> **Texte étudié**
L’ONCF, à travers sa stratégie de décarbonation du rail et le recours à l’électricité verte, contribue directement à la réduction des émissions du transport terrestre, tandis qu’ADM engage un programme de verdissement de ses infrastructures (éclairage solaire, reboisement linéaire, stations propres).
S’agissant de l’ONDA et de Royal Air Maroc (RAM), ils œuvrent à la réduction de l’empreinte environnementale du transport aérien via des programmes d’efficacité énergétique et de compensation carbone.
L’ANP et la SNTL initient, respectivement, des actions d’adaptation des ports au risque climatique et de verdissement de la logistique. Néanmoins, l’étude recommande une meilleure articulation sectorielle autour d’une stratégie climat unifiée et la mise en place d’indicateurs de suivi harmonisés pour mesurer les progrès accomplis.
Urbanisme et habitat : absence d’objectifs chiffrés
Ce secteur, essentiel pour la résilience urbaine, reste parmi les moins avancés en matière d’intégration climatique. Les EEP tels que le Groupe Al Omrane, les agences urbaines ou la Société d’aménagement de Zenata intègrent les enjeux de durabilité principalement à travers des plans de développement urbain, sans stratégie climat formalisée.
Les programmes récents d’aménagement durable – éco-cités, villes nouvelles, quartiers verts – témoignent d’une sensibilité accrue à la durabilité, mais sans objectifs chiffrés de réduction des émissions ni mécanismes de suivi extra-financier systématique.

Entrées du jeu de données

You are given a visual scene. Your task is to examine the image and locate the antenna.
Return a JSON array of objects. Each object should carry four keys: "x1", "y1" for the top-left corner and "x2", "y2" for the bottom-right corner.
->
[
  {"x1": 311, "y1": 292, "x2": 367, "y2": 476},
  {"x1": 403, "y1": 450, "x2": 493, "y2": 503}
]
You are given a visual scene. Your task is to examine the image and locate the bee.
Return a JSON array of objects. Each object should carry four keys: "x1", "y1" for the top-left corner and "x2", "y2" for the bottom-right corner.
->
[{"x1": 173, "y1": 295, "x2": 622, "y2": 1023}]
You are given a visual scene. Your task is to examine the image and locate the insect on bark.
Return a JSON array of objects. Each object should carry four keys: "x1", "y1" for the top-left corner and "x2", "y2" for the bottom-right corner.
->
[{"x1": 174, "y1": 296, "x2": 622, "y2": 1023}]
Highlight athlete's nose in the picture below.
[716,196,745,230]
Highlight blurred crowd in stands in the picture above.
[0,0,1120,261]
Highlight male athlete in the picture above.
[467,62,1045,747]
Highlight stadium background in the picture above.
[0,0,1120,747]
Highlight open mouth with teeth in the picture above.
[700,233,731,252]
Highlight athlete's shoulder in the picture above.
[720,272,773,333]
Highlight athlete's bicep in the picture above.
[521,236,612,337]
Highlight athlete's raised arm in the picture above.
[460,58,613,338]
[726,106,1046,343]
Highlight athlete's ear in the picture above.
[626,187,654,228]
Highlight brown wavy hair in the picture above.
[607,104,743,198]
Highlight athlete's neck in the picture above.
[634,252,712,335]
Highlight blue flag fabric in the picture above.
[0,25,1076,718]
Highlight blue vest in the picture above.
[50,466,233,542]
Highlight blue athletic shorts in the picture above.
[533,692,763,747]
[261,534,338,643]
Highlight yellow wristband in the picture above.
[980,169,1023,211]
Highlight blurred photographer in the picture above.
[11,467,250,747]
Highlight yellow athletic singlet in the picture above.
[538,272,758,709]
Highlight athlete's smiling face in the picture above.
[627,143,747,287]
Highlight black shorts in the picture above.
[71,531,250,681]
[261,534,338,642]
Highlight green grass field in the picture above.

> **Travail demandé**
Mettez à jour le passage du texte sur l’action climatique des EEP compris entre « Urbanisme et habitat » et « stratégie climat formalisée. » inclus, en y remplaçant « résilience urbaine » par « résilience des villes ».

> **Réponse rédigée**
Urbanisme et habitat : absence d’objectifs chiffrés
Ce secteur, essentiel pour la résilience des villes, reste parmi les moins avancés en matière d’intégration climatique. Les EEP tels que le Groupe Al Omrane, les agences urbaines ou la Société d’aménagement de Zenata intègrent les enjeux de durabilité principalement à travers des plans de développement urbain, sans stratégie climat formalisée.